■ PROBLEM DESCRIPTION
Return each line of the data below that contains the string "region", copying every such line in full.

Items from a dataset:

#####

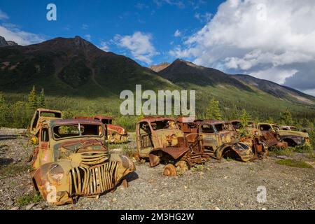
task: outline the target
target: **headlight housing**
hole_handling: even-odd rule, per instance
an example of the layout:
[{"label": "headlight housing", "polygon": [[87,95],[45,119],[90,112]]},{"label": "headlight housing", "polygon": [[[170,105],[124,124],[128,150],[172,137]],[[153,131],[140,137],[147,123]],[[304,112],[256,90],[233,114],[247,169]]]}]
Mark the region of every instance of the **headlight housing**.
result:
[{"label": "headlight housing", "polygon": [[52,164],[49,169],[48,176],[52,181],[60,181],[64,176],[64,171],[58,164]]}]

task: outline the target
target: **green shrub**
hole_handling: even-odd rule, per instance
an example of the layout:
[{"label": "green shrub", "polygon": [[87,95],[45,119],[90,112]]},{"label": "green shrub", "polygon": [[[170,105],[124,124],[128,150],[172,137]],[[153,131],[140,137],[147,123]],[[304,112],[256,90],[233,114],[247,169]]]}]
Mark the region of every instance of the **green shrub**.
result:
[{"label": "green shrub", "polygon": [[31,192],[15,200],[15,203],[19,206],[26,206],[31,203],[38,203],[43,200],[43,197],[37,192]]}]

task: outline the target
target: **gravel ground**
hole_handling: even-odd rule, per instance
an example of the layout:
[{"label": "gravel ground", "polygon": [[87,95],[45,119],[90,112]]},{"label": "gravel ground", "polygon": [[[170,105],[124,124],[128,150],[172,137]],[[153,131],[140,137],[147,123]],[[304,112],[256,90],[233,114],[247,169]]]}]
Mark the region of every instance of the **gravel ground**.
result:
[{"label": "gravel ground", "polygon": [[[315,209],[315,169],[277,164],[276,156],[247,163],[211,160],[176,177],[164,176],[162,164],[150,168],[136,162],[127,188],[118,186],[99,199],[80,197],[76,204],[21,204],[21,197],[34,192],[26,162],[33,146],[22,132],[0,130],[0,170],[12,167],[12,176],[0,172],[0,209]],[[123,150],[122,146],[111,148],[115,153]],[[304,154],[292,156],[315,166]],[[264,203],[257,201],[259,186],[267,190]]]}]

#####

■ EXERCISE ANSWER
Mark the region of every instance of the **headlight housing**.
Mark the region of every instance of the **green shrub**.
Mark the region of every instance of the **gravel ground**.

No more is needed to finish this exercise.